TASK TO CARRY OUT =>
Can you reproduce every line of the records below verbatim, with nothing changed?

## BEGIN GIVEN RECORDS

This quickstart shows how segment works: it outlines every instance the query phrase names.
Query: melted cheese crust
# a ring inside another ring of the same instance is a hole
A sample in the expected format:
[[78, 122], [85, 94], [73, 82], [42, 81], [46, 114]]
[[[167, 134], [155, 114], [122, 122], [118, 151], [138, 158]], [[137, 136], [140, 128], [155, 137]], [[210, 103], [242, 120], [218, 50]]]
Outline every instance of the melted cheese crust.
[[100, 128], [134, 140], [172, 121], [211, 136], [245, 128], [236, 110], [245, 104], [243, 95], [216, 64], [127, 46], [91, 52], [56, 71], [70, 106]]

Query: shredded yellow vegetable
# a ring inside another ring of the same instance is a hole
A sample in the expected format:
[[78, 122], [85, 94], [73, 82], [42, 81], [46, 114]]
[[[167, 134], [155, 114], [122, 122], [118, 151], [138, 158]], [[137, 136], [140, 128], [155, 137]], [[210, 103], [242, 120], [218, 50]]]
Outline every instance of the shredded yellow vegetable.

## END GIVEN RECORDS

EXERCISE ANSWER =>
This quickstart shows how segment works: it outlines every instance the query phrase names.
Query: melted cheese crust
# a ring inside another ring of the same instance is a hole
A sample in the expected format:
[[78, 122], [85, 94], [73, 82], [42, 81], [46, 114]]
[[[167, 134], [155, 114], [122, 122], [118, 151], [138, 158]], [[137, 136], [140, 128], [155, 137]], [[210, 103], [242, 120], [218, 50]]]
Outline every instance of the melted cheese crust.
[[100, 128], [134, 140], [172, 121], [211, 136], [245, 128], [236, 110], [245, 104], [243, 95], [216, 64], [127, 46], [91, 52], [56, 71], [70, 106]]

Query: shredded yellow vegetable
# a ring inside another ring of the same instance is a hole
A sample in the expected format:
[[78, 122], [85, 94], [73, 82], [42, 81], [46, 114]]
[[[167, 134], [155, 114], [122, 122], [118, 151], [138, 158]], [[137, 136], [140, 128], [155, 137]], [[210, 103], [242, 120], [218, 50]]]
Outline every instance of the shredded yellow vegetable.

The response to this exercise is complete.